What you need to do
Reproduce the records word for word, starting at their beginning and going on through the line that contains "point(992, 226)". Leave the pictures out.

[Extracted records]
↓↓↓

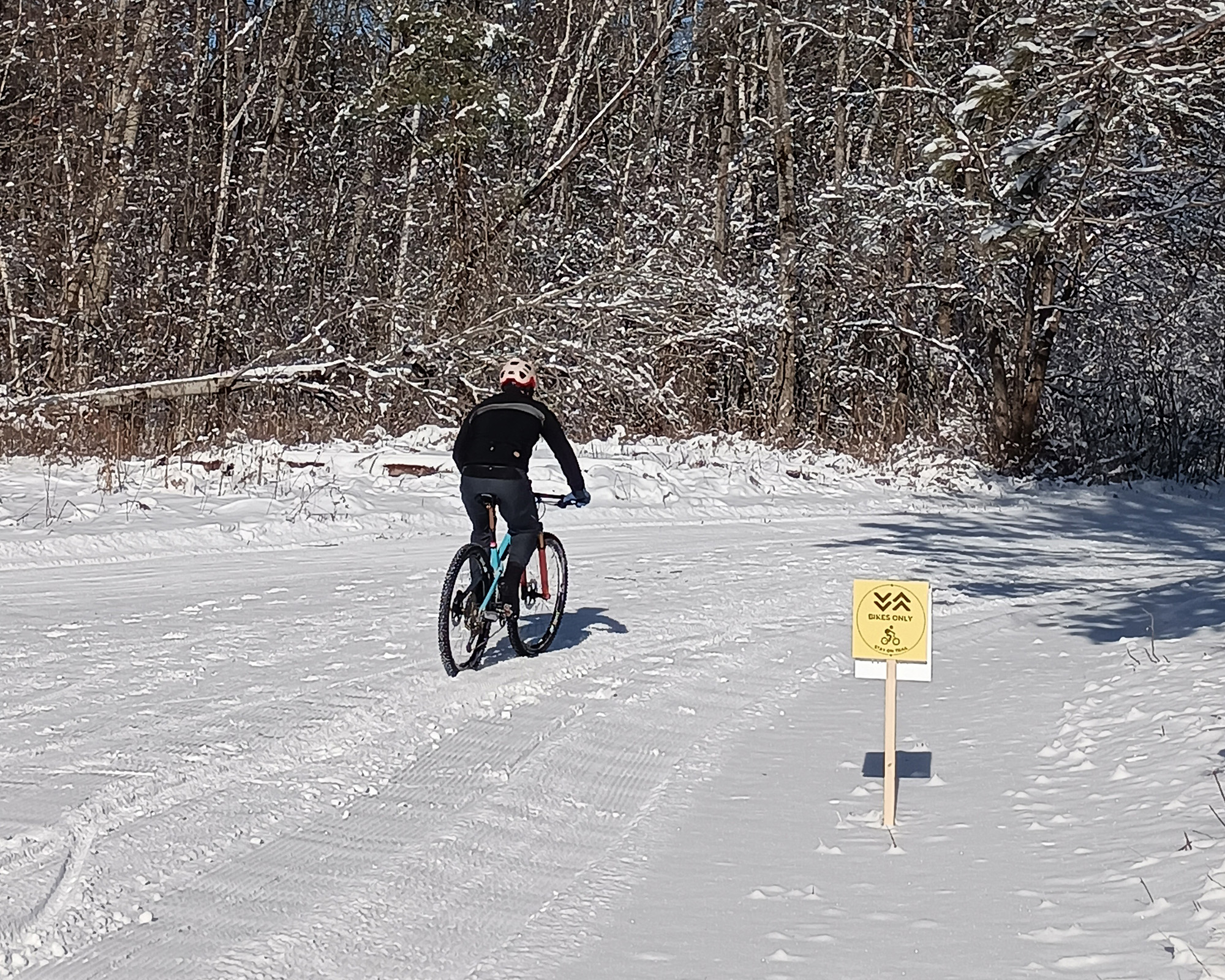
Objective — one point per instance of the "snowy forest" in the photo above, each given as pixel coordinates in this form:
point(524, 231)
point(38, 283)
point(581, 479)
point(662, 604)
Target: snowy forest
point(992, 226)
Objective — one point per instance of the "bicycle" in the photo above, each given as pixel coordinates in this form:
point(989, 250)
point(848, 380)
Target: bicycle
point(472, 581)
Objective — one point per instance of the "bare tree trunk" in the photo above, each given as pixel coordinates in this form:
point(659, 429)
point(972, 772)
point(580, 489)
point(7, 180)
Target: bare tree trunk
point(576, 80)
point(1017, 394)
point(90, 290)
point(783, 389)
point(905, 342)
point(727, 134)
point(396, 337)
point(15, 369)
point(841, 84)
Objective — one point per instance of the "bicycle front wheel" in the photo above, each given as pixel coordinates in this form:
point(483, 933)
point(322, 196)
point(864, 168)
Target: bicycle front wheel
point(542, 600)
point(464, 630)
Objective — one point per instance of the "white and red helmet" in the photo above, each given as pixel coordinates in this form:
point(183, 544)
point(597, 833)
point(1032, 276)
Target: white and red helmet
point(519, 372)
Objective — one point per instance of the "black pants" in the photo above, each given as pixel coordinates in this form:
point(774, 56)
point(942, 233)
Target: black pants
point(519, 510)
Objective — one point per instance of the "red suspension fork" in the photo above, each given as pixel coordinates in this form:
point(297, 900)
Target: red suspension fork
point(545, 570)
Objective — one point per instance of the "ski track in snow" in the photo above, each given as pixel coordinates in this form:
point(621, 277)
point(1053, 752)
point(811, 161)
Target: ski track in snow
point(248, 763)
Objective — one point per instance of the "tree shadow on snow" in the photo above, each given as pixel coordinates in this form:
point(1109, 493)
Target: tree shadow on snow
point(1074, 559)
point(576, 627)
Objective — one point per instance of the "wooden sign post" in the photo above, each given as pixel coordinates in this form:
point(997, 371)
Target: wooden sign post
point(891, 630)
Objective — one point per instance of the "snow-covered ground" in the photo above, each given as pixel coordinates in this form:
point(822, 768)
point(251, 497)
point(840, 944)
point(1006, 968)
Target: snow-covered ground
point(228, 748)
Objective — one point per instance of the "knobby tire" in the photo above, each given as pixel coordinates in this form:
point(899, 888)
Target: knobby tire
point(460, 622)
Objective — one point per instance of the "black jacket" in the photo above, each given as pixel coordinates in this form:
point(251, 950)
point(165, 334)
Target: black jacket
point(502, 432)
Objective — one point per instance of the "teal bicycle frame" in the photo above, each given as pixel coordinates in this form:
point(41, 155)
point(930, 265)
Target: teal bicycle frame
point(498, 553)
point(497, 557)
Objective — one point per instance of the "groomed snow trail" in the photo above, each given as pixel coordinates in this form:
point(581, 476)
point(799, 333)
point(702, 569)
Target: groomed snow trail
point(248, 763)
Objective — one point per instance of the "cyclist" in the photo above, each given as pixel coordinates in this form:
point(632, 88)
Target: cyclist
point(493, 451)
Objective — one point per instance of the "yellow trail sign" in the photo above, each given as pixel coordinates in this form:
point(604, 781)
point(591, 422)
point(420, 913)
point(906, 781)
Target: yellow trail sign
point(891, 622)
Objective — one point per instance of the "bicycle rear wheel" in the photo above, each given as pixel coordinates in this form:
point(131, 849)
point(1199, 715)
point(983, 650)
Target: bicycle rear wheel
point(542, 601)
point(464, 631)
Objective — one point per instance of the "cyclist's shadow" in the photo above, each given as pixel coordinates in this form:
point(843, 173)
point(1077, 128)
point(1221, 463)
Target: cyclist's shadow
point(576, 627)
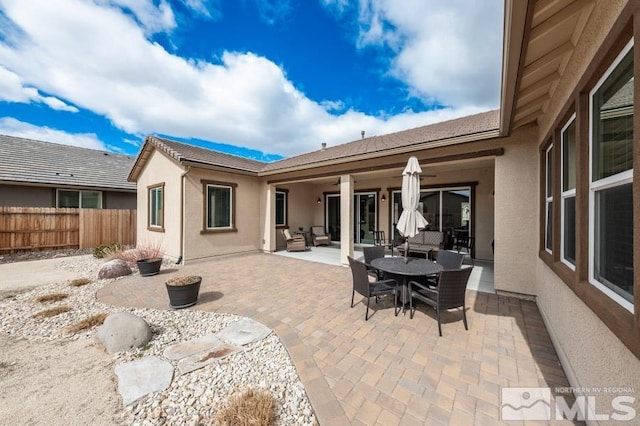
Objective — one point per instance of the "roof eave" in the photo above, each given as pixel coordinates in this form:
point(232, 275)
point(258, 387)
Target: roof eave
point(472, 137)
point(515, 18)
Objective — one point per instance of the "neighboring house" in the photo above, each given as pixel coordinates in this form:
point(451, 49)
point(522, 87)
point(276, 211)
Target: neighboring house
point(549, 178)
point(43, 174)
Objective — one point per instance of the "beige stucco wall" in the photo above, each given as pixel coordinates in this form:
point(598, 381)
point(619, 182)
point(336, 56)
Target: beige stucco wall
point(247, 216)
point(516, 214)
point(160, 169)
point(592, 356)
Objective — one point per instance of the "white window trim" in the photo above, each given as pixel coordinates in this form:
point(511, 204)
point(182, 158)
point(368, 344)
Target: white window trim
point(79, 191)
point(571, 193)
point(231, 225)
point(548, 198)
point(608, 182)
point(151, 207)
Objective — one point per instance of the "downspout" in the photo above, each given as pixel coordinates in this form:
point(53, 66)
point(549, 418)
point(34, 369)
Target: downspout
point(182, 207)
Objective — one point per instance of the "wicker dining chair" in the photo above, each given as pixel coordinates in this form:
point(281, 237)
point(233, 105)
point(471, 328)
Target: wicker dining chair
point(449, 294)
point(368, 289)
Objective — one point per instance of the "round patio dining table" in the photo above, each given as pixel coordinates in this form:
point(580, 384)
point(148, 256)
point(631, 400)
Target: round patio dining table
point(414, 267)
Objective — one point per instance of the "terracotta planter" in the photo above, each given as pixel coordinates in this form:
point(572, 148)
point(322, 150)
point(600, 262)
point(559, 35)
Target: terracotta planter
point(148, 267)
point(183, 291)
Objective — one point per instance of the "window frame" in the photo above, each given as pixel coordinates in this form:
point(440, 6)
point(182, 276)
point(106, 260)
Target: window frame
point(154, 226)
point(205, 208)
point(80, 192)
point(549, 185)
point(285, 193)
point(613, 181)
point(570, 193)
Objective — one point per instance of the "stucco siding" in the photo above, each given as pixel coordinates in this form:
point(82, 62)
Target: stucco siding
point(592, 356)
point(516, 214)
point(247, 236)
point(160, 169)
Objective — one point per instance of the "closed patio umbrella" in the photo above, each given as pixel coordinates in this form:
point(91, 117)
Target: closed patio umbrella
point(411, 220)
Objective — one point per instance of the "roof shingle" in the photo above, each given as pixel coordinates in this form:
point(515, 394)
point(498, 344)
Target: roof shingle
point(37, 162)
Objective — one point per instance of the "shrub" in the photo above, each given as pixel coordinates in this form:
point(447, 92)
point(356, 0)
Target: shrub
point(105, 250)
point(252, 408)
point(92, 321)
point(55, 297)
point(79, 282)
point(52, 312)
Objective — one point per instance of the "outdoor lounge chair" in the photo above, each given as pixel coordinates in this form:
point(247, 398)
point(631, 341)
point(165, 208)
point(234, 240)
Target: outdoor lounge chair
point(371, 253)
point(363, 286)
point(449, 294)
point(320, 237)
point(294, 242)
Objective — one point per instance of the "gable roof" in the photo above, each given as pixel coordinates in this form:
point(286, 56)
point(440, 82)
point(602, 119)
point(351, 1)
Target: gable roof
point(470, 128)
point(45, 163)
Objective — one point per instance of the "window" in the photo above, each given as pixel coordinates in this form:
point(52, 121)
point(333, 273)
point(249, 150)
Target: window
point(548, 239)
point(156, 207)
point(611, 180)
point(219, 206)
point(79, 199)
point(281, 208)
point(568, 203)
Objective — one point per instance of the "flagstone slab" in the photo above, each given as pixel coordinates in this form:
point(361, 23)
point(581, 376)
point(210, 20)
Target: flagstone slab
point(197, 361)
point(243, 332)
point(141, 377)
point(191, 347)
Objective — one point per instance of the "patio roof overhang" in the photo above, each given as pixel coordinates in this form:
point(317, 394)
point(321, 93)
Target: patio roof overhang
point(539, 43)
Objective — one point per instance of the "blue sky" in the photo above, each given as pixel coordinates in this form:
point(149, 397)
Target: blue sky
point(263, 79)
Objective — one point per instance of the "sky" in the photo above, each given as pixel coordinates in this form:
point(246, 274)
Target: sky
point(263, 79)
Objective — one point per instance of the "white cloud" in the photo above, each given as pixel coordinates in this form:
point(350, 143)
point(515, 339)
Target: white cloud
point(12, 90)
point(12, 127)
point(99, 59)
point(447, 52)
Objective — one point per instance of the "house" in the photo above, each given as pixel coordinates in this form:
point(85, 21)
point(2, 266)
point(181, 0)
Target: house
point(42, 174)
point(547, 180)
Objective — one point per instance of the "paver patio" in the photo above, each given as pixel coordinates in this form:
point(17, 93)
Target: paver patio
point(388, 370)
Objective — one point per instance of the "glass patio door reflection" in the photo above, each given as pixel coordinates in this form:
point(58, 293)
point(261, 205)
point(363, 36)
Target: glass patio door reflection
point(365, 215)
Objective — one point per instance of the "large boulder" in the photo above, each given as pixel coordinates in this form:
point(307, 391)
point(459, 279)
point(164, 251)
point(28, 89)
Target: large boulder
point(123, 331)
point(113, 269)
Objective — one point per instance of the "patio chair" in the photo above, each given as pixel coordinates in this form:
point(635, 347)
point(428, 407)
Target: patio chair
point(320, 237)
point(449, 294)
point(294, 242)
point(371, 253)
point(363, 286)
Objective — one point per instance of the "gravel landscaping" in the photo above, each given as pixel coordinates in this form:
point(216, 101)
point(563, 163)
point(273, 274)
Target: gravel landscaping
point(191, 399)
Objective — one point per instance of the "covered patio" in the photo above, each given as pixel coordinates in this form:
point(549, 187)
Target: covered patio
point(387, 371)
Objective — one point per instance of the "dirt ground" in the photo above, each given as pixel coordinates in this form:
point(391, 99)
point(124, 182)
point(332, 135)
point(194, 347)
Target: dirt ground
point(57, 383)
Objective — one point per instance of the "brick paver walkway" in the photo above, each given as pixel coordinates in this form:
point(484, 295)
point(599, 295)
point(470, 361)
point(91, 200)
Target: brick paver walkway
point(385, 371)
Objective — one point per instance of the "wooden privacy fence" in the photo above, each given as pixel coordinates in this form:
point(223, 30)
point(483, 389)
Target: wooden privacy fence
point(44, 228)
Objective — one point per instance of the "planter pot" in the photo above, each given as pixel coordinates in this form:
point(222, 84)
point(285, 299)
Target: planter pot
point(148, 267)
point(183, 291)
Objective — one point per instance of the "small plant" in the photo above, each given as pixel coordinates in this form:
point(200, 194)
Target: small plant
point(106, 250)
point(55, 297)
point(181, 281)
point(52, 312)
point(252, 408)
point(79, 282)
point(92, 321)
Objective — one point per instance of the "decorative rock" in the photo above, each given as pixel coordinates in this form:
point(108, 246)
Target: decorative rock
point(113, 269)
point(195, 362)
point(139, 378)
point(191, 347)
point(123, 331)
point(243, 332)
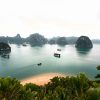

↑↑↑

Result below
Objective — one point per instance of the "snowy forest" in the photo above, each given as pixel coordinates in this form:
point(524, 231)
point(38, 283)
point(581, 479)
point(662, 604)
Target: snowy forest
point(992, 226)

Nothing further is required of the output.